» PAGE EXCERPT
======

Stream and Shore

Stream and Shore

by Narain Jashanmal on December 12, 2025

Words
Words

I.

Twenty-six books read this year. By volume, an outlier. By format, a conformist: twenty of those twenty-six were audiobooks, consumed while walking Dubai's empty sidewalks.

That ratio is a tell. The library has become a stream: something that flows through the hours we used to lose to silence or ambience. Print, meanwhile, has retreated to the shores. Five books read on paper this year, reserved for subjects that demanded I stop moving and look. No screens in the bedroom; if I read before sleep, it's a physical book. These aren't rules so much as choices about where different kinds of attention belong.

I didn't plan a curriculum. But looking back at the year's reading, patterns emerge. The list reads less like a log of consumption and more like an attempt to triangulate a moment, to fix a position using the old instruments of the book while the ground underneath shifts toward something new.

II.

American adults now average under sixteen minutes of leisure reading per day, down from twenty-two minutes two decades ago. Among thirteen-year-olds, only seventeen percent read for fun almost daily, half the rate of 1984. Meanwhile, 4.4 million blog posts are published every single day. The denominator of available content has grown without limit; the numerator of attention remains fixed.

This isn't decline from some golden age. Reading for pleasure, as a mass phenomenon, is historically recent, a product of industrialized printing, public education, and the specific economics of the twentieth century. What we're witnessing is adaptation: the stream has widened, and we've learned to skim its surface rather than dive. Over half of links shared on social media are shared by people who never clicked through to read the article. The headline has become the text.

The attention economy rewards what is fast, visual, and algorithmically surfaced. Deep reading—the slow, linear immersion in a long argument or a complex narrative—requires the opposite: deliberate withdrawal from the stream. It has become a choice rather than a default, an opt-in rather than the ambient condition.

III.

Looking at the list, I can trace currents rather than draw categories. Some books flowed together naturally; others created eddies, pulling me back to questions I thought I'd moved past.

One current ran through the material reality of computation. Chip War, Apple in China, Co-Intelligence, Novacene—a progression from the industrial to the speculative, but all insisting on the same truth: the digital is physical. The cloud is heavy. It eats electricity, drinks water, and depends on supply chains that route through a handful of fabs in Taiwan and the Netherlands. Political power in 2025 flows not from the barrel of a gun but from the extreme ultraviolet optics of an ASML lithography machine. Nick Clegg's How to Save the Internet added another layer of materiality: regulation. Technology has a long history of treating policy as friction to be routed around; it has now run headlong into the reality that laws, too, are substrate. Even Lovelock's Novacene, which posits that we are midwives to a new dominant intelligence, is conditional on all of this holding together. The post-human future isn't guaranteed; it's contingent.

======

Collection entries:
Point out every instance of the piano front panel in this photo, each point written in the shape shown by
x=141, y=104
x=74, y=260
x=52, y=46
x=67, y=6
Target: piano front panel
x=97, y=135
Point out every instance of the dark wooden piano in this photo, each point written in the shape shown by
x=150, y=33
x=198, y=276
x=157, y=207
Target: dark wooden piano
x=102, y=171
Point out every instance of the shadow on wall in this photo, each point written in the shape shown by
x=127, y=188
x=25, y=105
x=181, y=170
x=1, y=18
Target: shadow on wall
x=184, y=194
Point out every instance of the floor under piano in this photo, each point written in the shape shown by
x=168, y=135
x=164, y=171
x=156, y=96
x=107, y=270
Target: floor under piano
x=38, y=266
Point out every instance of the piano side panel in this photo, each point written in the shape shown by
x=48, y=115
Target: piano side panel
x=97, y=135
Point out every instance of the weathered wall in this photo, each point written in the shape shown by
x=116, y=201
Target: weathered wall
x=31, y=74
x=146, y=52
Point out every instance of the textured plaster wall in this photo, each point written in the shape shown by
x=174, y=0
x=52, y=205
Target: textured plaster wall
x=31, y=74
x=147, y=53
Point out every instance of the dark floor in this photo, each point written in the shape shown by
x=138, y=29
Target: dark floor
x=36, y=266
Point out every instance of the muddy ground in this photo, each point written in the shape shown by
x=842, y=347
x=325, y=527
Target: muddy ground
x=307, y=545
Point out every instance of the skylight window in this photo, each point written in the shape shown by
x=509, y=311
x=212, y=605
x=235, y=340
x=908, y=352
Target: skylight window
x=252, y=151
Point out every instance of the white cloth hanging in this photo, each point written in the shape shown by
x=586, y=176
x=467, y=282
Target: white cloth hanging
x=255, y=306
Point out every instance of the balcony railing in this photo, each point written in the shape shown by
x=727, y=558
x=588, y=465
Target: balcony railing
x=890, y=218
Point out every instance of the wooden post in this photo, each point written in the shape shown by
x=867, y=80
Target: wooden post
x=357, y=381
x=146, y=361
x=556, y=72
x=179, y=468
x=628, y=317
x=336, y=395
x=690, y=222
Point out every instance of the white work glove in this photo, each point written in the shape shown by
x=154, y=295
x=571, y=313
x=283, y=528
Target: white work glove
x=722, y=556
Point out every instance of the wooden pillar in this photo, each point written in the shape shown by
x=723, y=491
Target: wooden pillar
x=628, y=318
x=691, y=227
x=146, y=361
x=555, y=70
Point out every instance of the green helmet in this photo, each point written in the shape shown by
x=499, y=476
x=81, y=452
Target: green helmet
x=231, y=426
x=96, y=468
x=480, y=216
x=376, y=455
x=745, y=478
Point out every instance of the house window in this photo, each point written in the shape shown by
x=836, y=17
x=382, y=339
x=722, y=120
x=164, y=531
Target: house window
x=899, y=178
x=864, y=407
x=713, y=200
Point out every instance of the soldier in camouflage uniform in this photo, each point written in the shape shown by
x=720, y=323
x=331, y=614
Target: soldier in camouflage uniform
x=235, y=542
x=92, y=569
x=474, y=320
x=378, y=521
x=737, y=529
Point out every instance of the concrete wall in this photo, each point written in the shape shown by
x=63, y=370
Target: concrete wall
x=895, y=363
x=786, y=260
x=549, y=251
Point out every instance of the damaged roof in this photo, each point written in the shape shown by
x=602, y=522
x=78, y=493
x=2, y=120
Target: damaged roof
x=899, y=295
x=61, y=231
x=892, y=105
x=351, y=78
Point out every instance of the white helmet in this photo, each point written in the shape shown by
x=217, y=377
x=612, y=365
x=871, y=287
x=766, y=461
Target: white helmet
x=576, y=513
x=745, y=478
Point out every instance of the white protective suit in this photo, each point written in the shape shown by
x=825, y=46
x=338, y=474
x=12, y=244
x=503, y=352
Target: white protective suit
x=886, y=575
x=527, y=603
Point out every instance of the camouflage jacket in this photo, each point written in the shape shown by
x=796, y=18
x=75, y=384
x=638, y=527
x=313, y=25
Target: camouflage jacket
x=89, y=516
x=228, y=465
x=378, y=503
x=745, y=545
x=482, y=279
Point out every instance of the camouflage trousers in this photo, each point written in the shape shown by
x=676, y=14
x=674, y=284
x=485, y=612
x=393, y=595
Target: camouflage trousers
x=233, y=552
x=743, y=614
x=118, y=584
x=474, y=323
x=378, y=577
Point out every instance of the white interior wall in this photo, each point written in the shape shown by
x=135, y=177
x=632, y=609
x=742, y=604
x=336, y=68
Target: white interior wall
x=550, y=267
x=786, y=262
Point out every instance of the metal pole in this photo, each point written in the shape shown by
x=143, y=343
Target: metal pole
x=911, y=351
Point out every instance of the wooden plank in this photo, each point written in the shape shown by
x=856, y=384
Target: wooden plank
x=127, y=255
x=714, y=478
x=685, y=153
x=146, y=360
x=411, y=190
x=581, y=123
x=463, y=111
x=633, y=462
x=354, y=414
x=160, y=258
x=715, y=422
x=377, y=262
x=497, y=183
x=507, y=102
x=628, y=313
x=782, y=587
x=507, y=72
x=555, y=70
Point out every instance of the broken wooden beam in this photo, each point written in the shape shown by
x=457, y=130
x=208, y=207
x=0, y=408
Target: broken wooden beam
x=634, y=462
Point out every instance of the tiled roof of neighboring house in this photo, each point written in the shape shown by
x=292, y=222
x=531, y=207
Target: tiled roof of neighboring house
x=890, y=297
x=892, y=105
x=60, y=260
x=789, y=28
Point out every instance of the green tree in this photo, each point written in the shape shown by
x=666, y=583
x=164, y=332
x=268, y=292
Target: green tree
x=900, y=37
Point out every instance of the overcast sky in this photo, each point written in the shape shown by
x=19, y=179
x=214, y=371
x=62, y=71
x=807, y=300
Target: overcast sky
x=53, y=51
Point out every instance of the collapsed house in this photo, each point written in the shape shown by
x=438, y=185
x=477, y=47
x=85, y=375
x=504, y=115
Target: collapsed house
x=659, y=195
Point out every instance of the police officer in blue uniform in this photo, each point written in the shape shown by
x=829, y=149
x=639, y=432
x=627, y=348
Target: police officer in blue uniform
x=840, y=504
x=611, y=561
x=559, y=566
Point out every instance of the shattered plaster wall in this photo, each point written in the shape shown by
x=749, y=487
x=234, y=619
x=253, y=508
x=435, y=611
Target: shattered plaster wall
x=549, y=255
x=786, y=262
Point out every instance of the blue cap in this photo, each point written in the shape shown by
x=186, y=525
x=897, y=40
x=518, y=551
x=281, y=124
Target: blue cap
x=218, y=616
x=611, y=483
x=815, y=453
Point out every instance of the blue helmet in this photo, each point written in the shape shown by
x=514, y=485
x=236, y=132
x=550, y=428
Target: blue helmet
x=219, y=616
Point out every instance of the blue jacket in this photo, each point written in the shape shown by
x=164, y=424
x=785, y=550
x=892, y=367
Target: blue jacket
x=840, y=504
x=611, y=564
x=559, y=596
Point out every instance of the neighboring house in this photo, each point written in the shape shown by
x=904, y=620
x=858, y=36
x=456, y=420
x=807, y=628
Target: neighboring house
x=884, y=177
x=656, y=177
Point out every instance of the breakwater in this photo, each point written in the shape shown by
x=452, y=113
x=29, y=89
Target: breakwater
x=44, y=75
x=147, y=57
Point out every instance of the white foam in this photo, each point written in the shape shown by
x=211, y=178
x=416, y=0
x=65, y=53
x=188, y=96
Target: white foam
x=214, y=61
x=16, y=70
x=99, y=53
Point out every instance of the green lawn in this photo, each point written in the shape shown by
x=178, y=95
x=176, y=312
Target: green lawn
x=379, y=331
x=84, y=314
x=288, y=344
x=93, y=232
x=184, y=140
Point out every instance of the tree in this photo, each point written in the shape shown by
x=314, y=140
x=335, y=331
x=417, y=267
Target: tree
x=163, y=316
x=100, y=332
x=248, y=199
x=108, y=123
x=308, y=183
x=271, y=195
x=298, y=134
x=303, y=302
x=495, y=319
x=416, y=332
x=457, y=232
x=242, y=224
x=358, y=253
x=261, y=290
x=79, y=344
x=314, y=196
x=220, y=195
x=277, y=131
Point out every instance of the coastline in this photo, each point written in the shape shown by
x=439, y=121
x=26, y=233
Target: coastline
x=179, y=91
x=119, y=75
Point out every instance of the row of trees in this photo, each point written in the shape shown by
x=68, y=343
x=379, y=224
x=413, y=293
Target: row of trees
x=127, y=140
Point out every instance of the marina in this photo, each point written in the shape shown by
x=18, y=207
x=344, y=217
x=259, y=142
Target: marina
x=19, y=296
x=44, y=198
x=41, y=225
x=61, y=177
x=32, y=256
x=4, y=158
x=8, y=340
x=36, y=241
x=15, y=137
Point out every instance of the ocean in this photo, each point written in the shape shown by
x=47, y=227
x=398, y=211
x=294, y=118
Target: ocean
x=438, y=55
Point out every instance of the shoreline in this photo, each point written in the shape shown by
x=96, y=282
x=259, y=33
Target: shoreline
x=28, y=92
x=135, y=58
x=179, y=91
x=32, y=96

======

» SET TASKS
a. In the essay on reading, how many of the twenty-six books read this year were audiobooks?
b. Restate the part of the essay on reading that opens with the words containing "The attention economy" and closes with "the ambient condition.", switching "attention economy" to "engagement economy".
The records aren't needed for this.

» REPLIES
a. Twenty.

b.
The engagement economy rewards what is fast, visual, and algorithmically surfaced. Deep reading—the slow, linear immersion in a long argument or a complex narrative—requires the opposite: deliberate withdrawal from the stream. It has become a choice rather than a default, an opt-in rather than the ambient condition.